Alıştırmalar ->
**A.** Alıntı metinde "18 Aralık 2017" sözlerinden "zor bir şey." sözlerine kadar her şeyi, "zor" yerine "güç" koyarak yeniden yazar mısın?
**B.** Alıntı metne göre bu eser aslında nedir?

Alıntı metin ->

18 Aralık 2017 Pazartesi

Alessandro Baricco'dan "Bin Dokuz Yüz: Bir Monolog"

Her seferinde birisi bir ara kafasını kaldırır... ve onu görürdü. Anlaması zor bir şey.
Hakikaten de biraz öyle. Biraz da değil. Bir gemide, okyanus üstünde gidip gelen bir hayatın, bir ruhun öyküsü, Danny Boodmann T.D. Lemon Novecento'nun öyküsü. Bir yolcu gemisinde, okyanusun bir yakasından öbür yakasına doğup, bir piyanonun başında büyüyen bir adamın düşüncelerinde keşfetmemizi sağlamaya çalışıyor Alessandro Baricco hayatın ne olduğunu, ne olabileceğini. Keşfetmek de demeyelim de, öyle büyük laflar etmeyelim, düşünmemizi sağlamaya çalışıyor diyelim. Bir tiyatro oyunu metni bu aslında. Tek kişilik bir oyun. Anlatıcımız çıkıyor sahneye, gelip giden dekorlarla birlikte anlatmaya başlıyor Bin Doku Yüz'ün hikayesini. Piyano seslerinde, jazz melodilerinde.

Veri satırları ->
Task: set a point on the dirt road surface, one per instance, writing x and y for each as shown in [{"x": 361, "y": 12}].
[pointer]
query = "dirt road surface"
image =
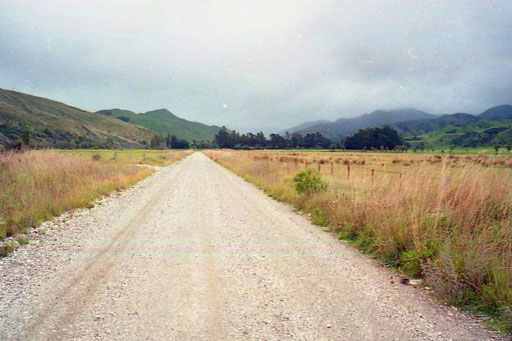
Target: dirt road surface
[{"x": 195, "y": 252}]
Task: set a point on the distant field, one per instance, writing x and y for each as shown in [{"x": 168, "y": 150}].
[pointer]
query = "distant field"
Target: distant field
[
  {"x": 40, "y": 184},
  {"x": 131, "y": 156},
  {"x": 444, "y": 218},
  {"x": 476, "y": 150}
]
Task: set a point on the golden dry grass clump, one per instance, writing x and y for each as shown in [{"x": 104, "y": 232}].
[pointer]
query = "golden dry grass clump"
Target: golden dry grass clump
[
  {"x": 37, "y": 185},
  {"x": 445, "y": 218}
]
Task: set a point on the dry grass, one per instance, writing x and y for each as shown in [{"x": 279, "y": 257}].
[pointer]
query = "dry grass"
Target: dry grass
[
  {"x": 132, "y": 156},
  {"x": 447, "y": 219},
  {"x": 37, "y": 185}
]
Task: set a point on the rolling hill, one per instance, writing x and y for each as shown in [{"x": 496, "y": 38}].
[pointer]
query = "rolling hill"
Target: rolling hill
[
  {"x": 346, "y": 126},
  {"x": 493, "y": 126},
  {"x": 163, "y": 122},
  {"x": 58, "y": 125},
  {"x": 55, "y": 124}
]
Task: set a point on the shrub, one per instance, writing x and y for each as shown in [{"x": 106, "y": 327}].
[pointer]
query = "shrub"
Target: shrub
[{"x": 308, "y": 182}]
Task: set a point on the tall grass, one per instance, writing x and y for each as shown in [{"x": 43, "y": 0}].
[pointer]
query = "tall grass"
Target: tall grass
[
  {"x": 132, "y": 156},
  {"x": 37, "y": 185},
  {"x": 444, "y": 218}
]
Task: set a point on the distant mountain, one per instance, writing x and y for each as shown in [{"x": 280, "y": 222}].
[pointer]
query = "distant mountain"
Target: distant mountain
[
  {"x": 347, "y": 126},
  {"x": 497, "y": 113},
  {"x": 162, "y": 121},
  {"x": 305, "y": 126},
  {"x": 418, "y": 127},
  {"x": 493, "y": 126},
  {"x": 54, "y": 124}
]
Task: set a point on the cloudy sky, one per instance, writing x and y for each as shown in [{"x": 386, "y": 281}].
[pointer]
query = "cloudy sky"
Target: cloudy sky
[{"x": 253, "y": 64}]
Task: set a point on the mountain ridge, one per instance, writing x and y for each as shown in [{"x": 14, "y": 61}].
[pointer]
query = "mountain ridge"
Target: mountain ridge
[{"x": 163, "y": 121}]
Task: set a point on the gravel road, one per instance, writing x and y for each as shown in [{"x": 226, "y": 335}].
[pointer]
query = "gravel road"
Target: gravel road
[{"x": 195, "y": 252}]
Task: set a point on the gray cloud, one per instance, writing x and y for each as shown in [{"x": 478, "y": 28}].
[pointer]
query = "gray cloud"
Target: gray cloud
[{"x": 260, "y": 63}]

* * *

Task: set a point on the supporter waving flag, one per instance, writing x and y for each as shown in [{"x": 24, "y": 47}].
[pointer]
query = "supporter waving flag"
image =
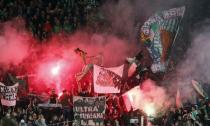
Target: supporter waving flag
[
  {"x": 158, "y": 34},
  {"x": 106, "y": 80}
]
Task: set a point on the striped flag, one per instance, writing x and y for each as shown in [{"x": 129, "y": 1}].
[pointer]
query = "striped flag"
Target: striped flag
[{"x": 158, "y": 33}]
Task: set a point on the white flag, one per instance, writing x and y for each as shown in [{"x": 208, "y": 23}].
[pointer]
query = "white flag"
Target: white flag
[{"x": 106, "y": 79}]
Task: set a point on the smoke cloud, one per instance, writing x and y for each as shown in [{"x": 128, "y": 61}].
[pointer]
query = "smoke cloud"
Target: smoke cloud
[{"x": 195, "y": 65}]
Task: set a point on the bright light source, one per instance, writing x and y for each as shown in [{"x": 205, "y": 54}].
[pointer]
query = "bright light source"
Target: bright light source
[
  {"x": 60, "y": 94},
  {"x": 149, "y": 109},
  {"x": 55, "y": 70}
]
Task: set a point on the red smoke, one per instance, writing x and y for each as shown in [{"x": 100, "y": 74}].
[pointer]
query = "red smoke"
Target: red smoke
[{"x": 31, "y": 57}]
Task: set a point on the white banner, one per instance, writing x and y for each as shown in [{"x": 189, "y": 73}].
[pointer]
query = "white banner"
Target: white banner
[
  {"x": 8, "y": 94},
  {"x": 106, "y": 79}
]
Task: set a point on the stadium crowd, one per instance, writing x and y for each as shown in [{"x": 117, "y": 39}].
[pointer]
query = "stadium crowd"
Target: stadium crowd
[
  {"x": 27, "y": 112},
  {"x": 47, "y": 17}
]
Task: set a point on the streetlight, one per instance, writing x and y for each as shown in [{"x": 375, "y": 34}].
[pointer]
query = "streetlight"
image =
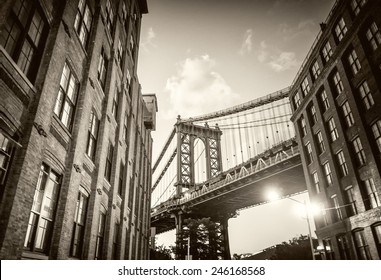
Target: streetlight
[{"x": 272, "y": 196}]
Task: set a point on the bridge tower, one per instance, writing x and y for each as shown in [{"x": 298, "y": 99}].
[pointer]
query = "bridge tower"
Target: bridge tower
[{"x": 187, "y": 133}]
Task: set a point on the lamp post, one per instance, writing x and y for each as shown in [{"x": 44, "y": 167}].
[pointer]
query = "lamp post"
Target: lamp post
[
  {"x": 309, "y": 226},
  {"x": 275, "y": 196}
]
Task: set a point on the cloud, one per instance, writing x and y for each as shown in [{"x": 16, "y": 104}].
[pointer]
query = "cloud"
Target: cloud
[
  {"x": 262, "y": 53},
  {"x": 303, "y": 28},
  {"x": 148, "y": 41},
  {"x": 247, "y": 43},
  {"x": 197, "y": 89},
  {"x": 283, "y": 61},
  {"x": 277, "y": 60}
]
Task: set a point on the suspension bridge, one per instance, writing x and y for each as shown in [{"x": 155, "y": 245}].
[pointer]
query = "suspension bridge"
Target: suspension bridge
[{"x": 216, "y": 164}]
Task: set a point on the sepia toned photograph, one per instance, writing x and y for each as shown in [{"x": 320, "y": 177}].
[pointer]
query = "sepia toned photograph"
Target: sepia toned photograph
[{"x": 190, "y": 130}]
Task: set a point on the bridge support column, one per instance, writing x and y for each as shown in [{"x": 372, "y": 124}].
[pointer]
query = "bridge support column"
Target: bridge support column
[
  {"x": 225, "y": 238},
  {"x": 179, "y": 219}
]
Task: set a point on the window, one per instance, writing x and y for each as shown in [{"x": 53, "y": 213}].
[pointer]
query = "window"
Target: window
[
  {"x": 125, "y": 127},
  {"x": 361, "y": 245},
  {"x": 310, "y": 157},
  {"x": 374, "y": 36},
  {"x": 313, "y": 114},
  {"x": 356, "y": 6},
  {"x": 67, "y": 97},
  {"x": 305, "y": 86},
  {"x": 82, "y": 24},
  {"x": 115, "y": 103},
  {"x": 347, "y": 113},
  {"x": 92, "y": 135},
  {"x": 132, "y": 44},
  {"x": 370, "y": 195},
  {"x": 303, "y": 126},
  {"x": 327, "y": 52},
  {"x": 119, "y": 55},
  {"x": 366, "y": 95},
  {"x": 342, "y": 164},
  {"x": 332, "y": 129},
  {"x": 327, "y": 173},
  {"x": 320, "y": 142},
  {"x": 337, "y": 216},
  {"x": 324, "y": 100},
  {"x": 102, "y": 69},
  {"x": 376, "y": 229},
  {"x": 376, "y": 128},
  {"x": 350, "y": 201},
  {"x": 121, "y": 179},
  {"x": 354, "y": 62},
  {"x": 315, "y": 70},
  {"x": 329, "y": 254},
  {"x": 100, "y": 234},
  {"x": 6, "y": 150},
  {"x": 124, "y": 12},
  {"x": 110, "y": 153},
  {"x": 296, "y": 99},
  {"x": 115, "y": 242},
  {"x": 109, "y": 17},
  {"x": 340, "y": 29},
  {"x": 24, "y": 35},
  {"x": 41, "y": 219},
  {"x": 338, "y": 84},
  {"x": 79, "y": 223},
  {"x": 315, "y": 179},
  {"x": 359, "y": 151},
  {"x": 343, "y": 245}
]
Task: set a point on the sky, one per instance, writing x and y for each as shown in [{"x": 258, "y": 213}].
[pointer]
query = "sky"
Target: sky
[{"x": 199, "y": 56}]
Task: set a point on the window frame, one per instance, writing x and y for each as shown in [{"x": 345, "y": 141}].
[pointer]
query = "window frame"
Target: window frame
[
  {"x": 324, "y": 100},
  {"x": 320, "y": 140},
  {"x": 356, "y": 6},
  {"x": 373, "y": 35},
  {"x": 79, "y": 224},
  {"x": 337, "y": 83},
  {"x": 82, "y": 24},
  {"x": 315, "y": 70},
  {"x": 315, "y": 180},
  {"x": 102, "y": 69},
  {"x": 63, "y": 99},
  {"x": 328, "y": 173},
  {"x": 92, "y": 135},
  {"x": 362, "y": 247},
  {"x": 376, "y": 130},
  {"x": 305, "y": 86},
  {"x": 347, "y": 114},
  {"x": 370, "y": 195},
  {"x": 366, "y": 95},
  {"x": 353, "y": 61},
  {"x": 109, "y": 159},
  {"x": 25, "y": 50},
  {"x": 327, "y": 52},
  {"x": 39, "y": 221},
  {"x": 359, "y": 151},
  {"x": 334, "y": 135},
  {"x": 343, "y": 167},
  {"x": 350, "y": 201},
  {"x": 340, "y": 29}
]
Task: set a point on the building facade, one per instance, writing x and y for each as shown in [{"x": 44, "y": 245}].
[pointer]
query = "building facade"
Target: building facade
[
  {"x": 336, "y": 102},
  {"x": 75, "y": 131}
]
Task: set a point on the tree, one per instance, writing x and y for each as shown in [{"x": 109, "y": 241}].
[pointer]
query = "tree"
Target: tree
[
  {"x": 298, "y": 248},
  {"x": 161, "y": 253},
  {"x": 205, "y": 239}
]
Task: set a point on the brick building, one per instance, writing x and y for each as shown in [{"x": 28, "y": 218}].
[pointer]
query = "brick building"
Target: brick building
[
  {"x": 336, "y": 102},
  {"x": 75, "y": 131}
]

Çözümler ->
**A.**
18 Aralık 2017 Pazartesi

Alessandro Baricco'dan "Bin Dokuz Yüz: Bir Monolog"

Her seferinde birisi bir ara kafasını kaldırır... ve onu görürdü. Anlaması güç bir şey.

**B.** Tek kişilik bir tiyatro oyunu metni.